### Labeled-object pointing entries
»»
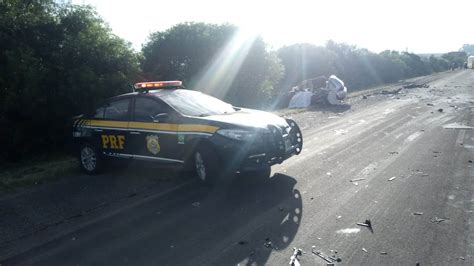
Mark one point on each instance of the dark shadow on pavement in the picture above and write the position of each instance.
(243, 220)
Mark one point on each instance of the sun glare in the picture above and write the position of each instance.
(217, 77)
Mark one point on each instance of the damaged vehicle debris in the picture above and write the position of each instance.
(319, 90)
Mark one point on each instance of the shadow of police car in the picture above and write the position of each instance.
(164, 123)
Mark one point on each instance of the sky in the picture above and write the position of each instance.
(419, 26)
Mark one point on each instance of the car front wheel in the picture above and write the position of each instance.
(206, 165)
(89, 159)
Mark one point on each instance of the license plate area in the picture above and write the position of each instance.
(288, 144)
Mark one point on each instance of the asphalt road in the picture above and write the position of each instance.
(423, 215)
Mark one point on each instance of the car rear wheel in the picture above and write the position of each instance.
(206, 165)
(89, 159)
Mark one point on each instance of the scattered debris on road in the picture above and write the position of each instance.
(367, 223)
(456, 126)
(438, 220)
(357, 179)
(294, 260)
(348, 231)
(329, 259)
(414, 85)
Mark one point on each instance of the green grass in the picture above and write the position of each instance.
(35, 172)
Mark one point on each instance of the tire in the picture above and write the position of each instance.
(89, 159)
(206, 165)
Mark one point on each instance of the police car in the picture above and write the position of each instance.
(165, 123)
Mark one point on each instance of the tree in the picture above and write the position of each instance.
(456, 58)
(468, 49)
(214, 59)
(57, 61)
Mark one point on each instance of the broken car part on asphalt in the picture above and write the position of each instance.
(294, 260)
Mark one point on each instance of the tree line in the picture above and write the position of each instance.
(60, 60)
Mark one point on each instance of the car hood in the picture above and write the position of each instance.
(249, 118)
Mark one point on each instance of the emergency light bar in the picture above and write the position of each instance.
(158, 85)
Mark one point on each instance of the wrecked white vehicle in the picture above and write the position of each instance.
(319, 90)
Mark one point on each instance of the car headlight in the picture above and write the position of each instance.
(237, 134)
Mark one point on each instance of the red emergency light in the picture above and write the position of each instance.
(158, 85)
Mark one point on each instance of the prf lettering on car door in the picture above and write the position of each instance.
(113, 142)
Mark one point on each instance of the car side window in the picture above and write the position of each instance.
(146, 109)
(99, 113)
(117, 110)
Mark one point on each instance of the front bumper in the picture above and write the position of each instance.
(271, 147)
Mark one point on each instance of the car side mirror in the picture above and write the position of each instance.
(160, 118)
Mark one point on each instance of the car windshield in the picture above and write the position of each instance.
(194, 103)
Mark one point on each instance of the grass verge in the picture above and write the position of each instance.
(36, 172)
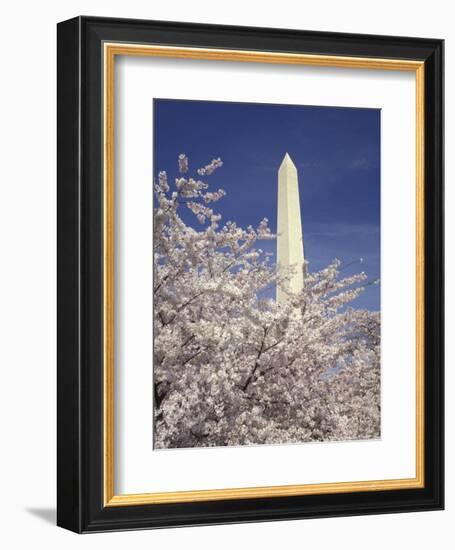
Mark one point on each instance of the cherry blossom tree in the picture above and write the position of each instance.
(232, 367)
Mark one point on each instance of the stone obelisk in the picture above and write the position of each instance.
(289, 230)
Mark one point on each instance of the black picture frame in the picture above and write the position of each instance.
(80, 476)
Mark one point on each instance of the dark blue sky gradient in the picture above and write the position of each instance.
(337, 155)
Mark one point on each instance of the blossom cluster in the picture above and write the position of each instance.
(234, 368)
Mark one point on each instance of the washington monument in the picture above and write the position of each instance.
(289, 229)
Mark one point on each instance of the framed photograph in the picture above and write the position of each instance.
(250, 274)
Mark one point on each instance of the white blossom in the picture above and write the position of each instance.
(232, 368)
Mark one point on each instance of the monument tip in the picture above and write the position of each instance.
(287, 160)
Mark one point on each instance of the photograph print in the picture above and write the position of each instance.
(266, 244)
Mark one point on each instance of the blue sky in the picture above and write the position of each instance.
(337, 155)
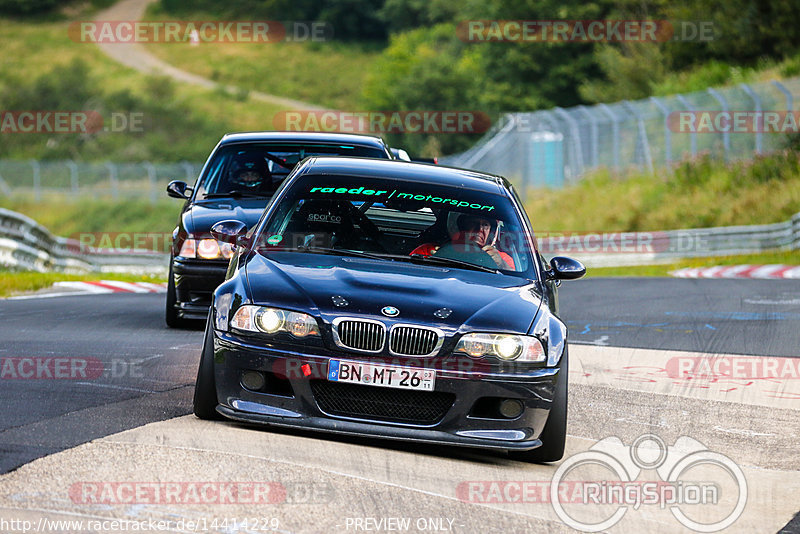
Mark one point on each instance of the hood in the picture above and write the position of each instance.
(200, 217)
(477, 300)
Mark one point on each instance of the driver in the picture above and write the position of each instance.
(248, 172)
(473, 230)
(476, 230)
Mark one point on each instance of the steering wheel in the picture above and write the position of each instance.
(469, 252)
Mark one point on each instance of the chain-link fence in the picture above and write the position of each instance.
(559, 146)
(112, 180)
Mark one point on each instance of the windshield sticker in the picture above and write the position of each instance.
(405, 196)
(324, 217)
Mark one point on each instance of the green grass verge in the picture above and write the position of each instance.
(70, 218)
(32, 51)
(17, 282)
(766, 258)
(329, 74)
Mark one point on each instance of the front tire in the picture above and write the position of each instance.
(205, 388)
(171, 313)
(554, 434)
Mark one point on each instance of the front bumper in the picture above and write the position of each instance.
(195, 282)
(294, 403)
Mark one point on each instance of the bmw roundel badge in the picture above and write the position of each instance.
(390, 311)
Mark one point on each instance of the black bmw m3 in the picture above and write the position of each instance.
(391, 299)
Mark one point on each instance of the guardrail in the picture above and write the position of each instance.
(642, 248)
(25, 244)
(560, 146)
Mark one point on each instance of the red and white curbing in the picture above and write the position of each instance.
(112, 286)
(102, 287)
(740, 271)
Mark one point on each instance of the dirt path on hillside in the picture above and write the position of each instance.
(136, 56)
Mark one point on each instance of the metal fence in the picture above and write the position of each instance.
(559, 146)
(114, 180)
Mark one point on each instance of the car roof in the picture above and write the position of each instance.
(304, 137)
(405, 171)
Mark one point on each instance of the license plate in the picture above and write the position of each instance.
(389, 376)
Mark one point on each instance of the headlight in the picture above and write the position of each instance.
(206, 249)
(273, 320)
(507, 347)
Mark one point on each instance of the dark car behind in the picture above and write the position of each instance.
(237, 182)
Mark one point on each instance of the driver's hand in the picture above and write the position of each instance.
(491, 251)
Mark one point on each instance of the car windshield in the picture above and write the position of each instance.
(398, 221)
(257, 169)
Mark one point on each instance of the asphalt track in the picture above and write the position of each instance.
««
### Aim
Rewrite all the items above, putting "Place a single dot on" wherever "Mark one point on" appears and keeping every other word the same. Leave the pictures out.

### Solution
Place a single dot on each instance of the dark shadow on pavement in the picture above and write the position of each instance.
(243, 220)
Place a single dot on each instance of the sun glare in the picture above and write the position of each instance.
(217, 77)
Place a single dot on each instance of the damaged vehicle debris in the picture above and write the position of each instance.
(319, 90)
Place a single dot on each instance of the shadow of police car in the picture above and write the position of each instance.
(164, 123)
Place a single dot on each instance of the sky in the picture above and write the position of each instance.
(419, 26)
Place a single dot on each instance of the car front wheel in the picture above and write the position of each instance.
(206, 165)
(89, 159)
Place a single dot on each instance of the license plate area in the picture above and write the position of each instance.
(288, 144)
Place a single dot on each instance of the asphalt road in the picture above and write the position of each instance.
(423, 215)
Place a single dot on each instance of the car rear wheel in the picture above and write the position of each instance.
(206, 165)
(89, 159)
Place a single dot on each instance of the scattered debris on road in the picture above and write the position of each instance.
(367, 223)
(456, 126)
(438, 220)
(357, 179)
(294, 260)
(348, 231)
(329, 259)
(414, 85)
Place a single dot on each instance of the green grass in the picture above and write the position of each instance.
(35, 172)
Place a single dot on each instance of the tire in the picture above and write the position of each instance.
(89, 159)
(206, 165)
Place a single dot on each instance of the police car in the picture above and write the position of each instance.
(165, 123)
Place a single dot on each instance of the tree in the picture above and write the position of each instance.
(456, 58)
(468, 49)
(214, 59)
(57, 61)
Place a single dot on each instance of the broken car part on asphalt in the picture above and write the position of each instance.
(294, 260)
Place a single dot on each instance of the tree line in the picture above and write the position of each instance.
(60, 60)
Place a single dot on each instance of the car hood in the picture above and write the position of each instance.
(249, 118)
Place a single dot on each instance of the emergency light bar in the picture above and write the position of each instance.
(158, 85)
Place a single dot on each instance of the wrecked white vehicle in the picture above and write the position of each instance.
(319, 90)
Place a single dot on each instance of the car headlight in the picture above and write the position of each instance.
(237, 134)
Place a single dot on each instance of the red emergency light in the picture above and write the position of each instance.
(158, 85)
Place a single dot on each instance of the prf lettering on car door in the picture above and write the position of each instance.
(113, 142)
Place a single dot on each instance of the car side window in the picture above and write the position of each instance.
(146, 109)
(99, 113)
(117, 110)
Place a single dot on each instance of the front bumper in the picture above and write the position of each instance.
(271, 147)
Place a single dot on each instance of the car side mirror in the picture above and write the position of each instance.
(160, 118)
Place a single dot on each instance of the car windshield in the picture above and write the position of each instance.
(194, 103)
Place a single dot on each instance of the grass verge in the picture above and write the position of each instance.
(36, 172)
Place a single dot on each instance of the cherry blossom tree in the picture above and write the position of each instance.
(232, 367)
Place a single dot on each instance of the stone obelisk in the picture above and write the position of each instance.
(289, 230)
Place a single dot on each instance of the black picture frame in the picture above and write the position of each instance.
(80, 476)
Place a single dot on each instance of the dark blue sky gradient in the picture above and write the position of each instance.
(337, 155)
Place a single dot on each instance of the blossom cluster in the picture above and write the position of each instance.
(234, 368)
Place a single dot on each instance of the washington monument in the picture above and write the position of each instance.
(289, 229)
Place a single dot on each instance of the framed photograph in the picture above and write the position of each instance.
(250, 274)
Place a single dot on each instance of the white blossom in the picture above and write the position of each instance.
(232, 368)
Place a single dot on each instance of the monument tip in the picture above and write the position of each instance.
(287, 160)
Place a single dot on each instance of the photograph print in the picture above and write the position of each instance.
(266, 244)
Place a single dot on each instance of the blue sky in the picture above and write the position of each instance.
(337, 155)
Place a single dot on each instance of the hood in the picture above and write the position of each instance.
(200, 217)
(477, 300)
Place a single dot on each instance of the driver in the picture above and write the position of each instance.
(248, 172)
(473, 230)
(476, 230)
Place a single dot on each instance of the steering wheel in the picture above and write the position of each instance.
(469, 252)
Place a single dot on each instance of the chain-link fence in the picture above and write the position of each instance.
(559, 146)
(112, 180)
Place a single dot on each instance of the windshield sticker in the picture above and write the position of each instance.
(405, 196)
(324, 217)
Place a single dot on each instance of the green grass verge in the picture above and write the position of each instance.
(70, 218)
(32, 51)
(17, 282)
(766, 258)
(329, 74)
Place a single dot on each instance of the front tire in the picture above and write the position of each instance.
(205, 388)
(171, 313)
(554, 434)
Place a single dot on each instance of the front bumper in the picture above and write the position of each instance.
(195, 282)
(294, 403)
Place a single dot on each instance of the bmw roundel badge in the picture above and write the position of each instance.
(390, 311)
Place a single dot on each instance of the black bmw m3 in the picture above and write the position of each instance.
(391, 299)
Place a single dot on each instance of the guardrail in the picture above and write the position of each instance.
(642, 248)
(25, 244)
(560, 146)
Place a single dot on each instance of the red and white curbing in the picture above and write the position of each instance.
(112, 286)
(102, 287)
(740, 271)
Place a single dot on each instance of the dirt path on hillside in the picture above and write the position of each instance.
(136, 56)
Place a single dot on each instance of the metal fence in the picture above and write the position of each instance.
(559, 146)
(114, 180)
Place a single dot on each instance of the car roof in the picture above and write the position of each instance.
(304, 137)
(405, 171)
Place a single dot on each instance of the license plate in the picture above and write the position of each instance.
(389, 376)
Place a single dot on each instance of the headlight in the picture above and write the position of each instance.
(206, 249)
(273, 320)
(507, 347)
Place a single dot on each instance of the dark car behind in the picture above and write the position of each instance.
(237, 182)
Place a single dot on each instance of the driver's hand in the picture above and write the position of each instance.
(491, 251)
Place a single dot on each instance of the car windshield in the picture above and write the position of each instance.
(398, 221)
(257, 169)
Place a single dot on each instance of the asphalt track in the picture above and write the position of each instance.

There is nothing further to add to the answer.